Stored entries:
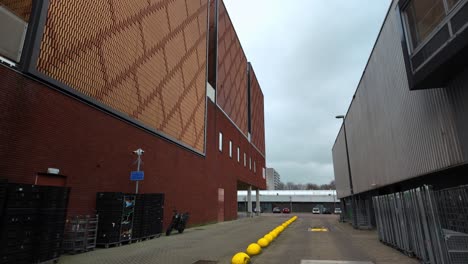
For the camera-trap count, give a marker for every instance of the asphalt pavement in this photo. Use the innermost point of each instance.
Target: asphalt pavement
(217, 243)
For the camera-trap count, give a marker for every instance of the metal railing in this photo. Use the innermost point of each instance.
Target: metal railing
(427, 224)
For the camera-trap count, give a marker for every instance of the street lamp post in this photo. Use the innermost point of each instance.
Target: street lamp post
(353, 204)
(290, 203)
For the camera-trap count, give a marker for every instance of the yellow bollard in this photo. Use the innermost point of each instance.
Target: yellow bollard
(253, 249)
(240, 258)
(263, 242)
(269, 238)
(274, 234)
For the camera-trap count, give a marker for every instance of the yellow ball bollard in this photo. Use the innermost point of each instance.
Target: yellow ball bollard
(253, 249)
(274, 234)
(269, 238)
(263, 242)
(240, 258)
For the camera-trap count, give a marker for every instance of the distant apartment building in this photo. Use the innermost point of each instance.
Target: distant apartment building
(272, 178)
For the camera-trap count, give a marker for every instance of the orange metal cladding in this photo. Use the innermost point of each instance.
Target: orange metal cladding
(258, 123)
(145, 59)
(21, 8)
(232, 72)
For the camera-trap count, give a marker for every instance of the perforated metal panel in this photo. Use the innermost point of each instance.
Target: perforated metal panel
(145, 59)
(21, 8)
(231, 87)
(257, 112)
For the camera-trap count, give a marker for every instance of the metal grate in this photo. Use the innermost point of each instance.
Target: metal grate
(453, 207)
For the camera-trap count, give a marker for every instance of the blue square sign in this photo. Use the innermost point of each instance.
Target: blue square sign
(137, 175)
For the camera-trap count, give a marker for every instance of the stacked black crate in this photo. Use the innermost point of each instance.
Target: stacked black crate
(19, 223)
(128, 213)
(109, 208)
(52, 215)
(154, 214)
(3, 192)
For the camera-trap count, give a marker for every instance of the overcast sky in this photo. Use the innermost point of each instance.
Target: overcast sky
(308, 56)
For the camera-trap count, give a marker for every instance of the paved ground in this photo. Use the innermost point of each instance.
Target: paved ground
(219, 242)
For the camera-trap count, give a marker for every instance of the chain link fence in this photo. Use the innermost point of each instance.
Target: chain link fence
(430, 225)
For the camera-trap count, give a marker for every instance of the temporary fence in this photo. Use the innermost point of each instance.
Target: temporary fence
(417, 223)
(453, 212)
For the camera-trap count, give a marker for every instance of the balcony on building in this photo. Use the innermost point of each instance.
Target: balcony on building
(435, 40)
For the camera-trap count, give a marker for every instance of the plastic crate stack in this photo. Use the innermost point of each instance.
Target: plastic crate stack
(80, 234)
(52, 215)
(148, 215)
(116, 211)
(32, 223)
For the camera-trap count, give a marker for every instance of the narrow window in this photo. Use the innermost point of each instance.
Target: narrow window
(220, 141)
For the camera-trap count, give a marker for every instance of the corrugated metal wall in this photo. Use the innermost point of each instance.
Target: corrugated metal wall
(393, 133)
(340, 166)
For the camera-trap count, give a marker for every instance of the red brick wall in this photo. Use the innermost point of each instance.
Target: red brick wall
(41, 128)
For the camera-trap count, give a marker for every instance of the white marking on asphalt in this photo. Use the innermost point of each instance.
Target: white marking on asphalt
(308, 261)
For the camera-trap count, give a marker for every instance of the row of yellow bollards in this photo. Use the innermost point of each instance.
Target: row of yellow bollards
(256, 248)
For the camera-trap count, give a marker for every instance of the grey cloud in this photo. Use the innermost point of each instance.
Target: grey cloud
(308, 57)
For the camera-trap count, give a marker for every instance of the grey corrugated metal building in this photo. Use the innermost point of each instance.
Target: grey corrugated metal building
(407, 124)
(272, 179)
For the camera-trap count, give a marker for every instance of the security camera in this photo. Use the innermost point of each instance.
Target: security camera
(139, 151)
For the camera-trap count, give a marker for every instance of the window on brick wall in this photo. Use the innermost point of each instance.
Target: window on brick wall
(220, 141)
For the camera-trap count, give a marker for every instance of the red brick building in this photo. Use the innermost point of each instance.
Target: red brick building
(94, 82)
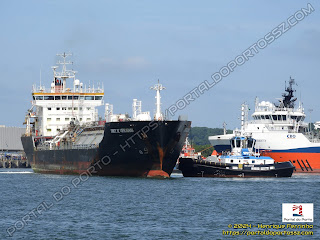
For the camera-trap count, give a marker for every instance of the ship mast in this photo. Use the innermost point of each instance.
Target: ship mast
(158, 87)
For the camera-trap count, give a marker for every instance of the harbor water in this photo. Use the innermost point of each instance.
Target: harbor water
(41, 206)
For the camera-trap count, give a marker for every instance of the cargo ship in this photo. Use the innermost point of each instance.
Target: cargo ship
(64, 134)
(280, 131)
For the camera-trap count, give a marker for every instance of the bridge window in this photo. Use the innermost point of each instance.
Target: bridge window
(232, 143)
(89, 98)
(238, 142)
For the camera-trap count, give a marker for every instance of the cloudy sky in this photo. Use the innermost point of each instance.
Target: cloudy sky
(129, 45)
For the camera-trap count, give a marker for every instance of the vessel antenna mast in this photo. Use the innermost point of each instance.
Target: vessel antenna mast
(158, 87)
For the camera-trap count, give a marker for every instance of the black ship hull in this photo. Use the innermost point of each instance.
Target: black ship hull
(137, 148)
(201, 168)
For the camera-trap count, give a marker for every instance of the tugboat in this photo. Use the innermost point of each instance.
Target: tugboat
(242, 161)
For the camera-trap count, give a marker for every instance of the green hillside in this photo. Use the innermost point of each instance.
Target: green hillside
(198, 137)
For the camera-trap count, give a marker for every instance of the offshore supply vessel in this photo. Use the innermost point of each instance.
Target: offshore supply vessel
(280, 131)
(64, 134)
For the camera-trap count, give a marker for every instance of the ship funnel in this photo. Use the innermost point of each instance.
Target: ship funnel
(158, 87)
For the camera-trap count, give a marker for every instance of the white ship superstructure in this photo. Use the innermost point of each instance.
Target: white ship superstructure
(280, 131)
(66, 100)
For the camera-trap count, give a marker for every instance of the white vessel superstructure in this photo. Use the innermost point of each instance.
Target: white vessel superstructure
(66, 100)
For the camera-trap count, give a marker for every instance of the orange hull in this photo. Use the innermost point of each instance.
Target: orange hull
(304, 162)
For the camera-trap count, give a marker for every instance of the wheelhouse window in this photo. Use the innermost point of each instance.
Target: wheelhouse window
(250, 142)
(89, 98)
(48, 98)
(232, 143)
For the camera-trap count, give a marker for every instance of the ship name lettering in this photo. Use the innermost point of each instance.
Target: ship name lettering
(122, 130)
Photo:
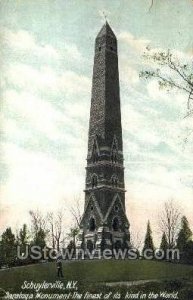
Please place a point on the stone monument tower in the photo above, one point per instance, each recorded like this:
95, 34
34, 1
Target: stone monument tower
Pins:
104, 222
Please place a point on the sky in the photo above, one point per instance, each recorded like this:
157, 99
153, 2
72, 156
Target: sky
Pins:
46, 57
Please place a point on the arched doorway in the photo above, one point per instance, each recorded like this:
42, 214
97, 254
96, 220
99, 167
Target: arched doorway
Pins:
90, 245
92, 224
115, 224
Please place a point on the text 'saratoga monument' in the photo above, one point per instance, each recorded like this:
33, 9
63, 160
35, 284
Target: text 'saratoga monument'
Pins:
104, 222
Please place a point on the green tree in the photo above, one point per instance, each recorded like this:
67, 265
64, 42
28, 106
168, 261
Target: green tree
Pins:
185, 235
171, 72
148, 243
8, 247
164, 243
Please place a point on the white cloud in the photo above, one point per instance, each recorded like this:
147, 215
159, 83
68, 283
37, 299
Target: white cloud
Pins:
24, 41
138, 45
46, 79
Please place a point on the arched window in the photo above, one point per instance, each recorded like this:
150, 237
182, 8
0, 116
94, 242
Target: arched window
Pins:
114, 181
94, 181
115, 224
92, 224
114, 156
94, 153
114, 150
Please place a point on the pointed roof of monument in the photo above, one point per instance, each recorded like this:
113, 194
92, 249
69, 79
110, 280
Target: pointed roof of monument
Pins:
106, 30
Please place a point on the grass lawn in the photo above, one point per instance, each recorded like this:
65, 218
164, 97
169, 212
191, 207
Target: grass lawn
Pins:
95, 272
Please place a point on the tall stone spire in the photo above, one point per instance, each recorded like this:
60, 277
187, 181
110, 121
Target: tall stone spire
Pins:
104, 222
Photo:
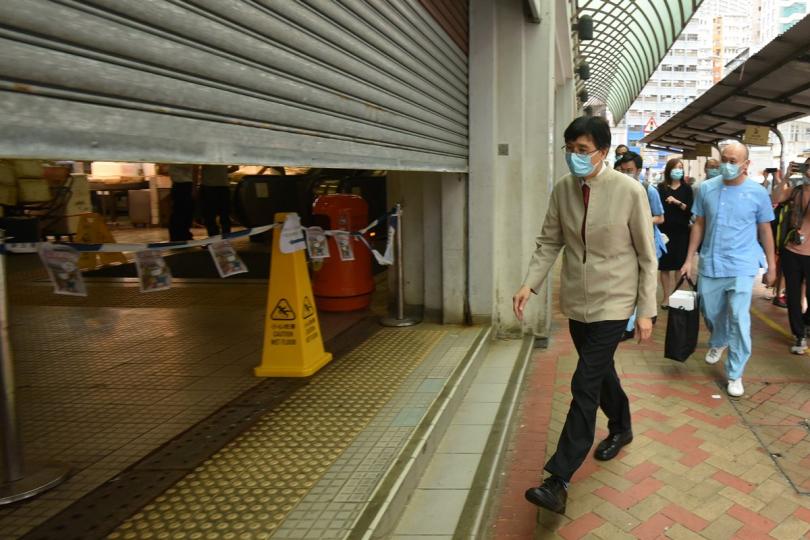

WORK TO COMPLETE: Please give an exact copy of the entries above, from the line with "of the cloudy" down to the line with "of the vessel", inclusive, and nothing else.

TASK RESPONSE:
For the camera-trap count, give a marker for every instance of the cloudy sky in this photo. Use the innermost point of each instance.
Target: cloudy sky
(129, 45)
For the camera-trap count, give a marker for every instance of the vessel antenna mast in this photo. Use the innermost point of each instance.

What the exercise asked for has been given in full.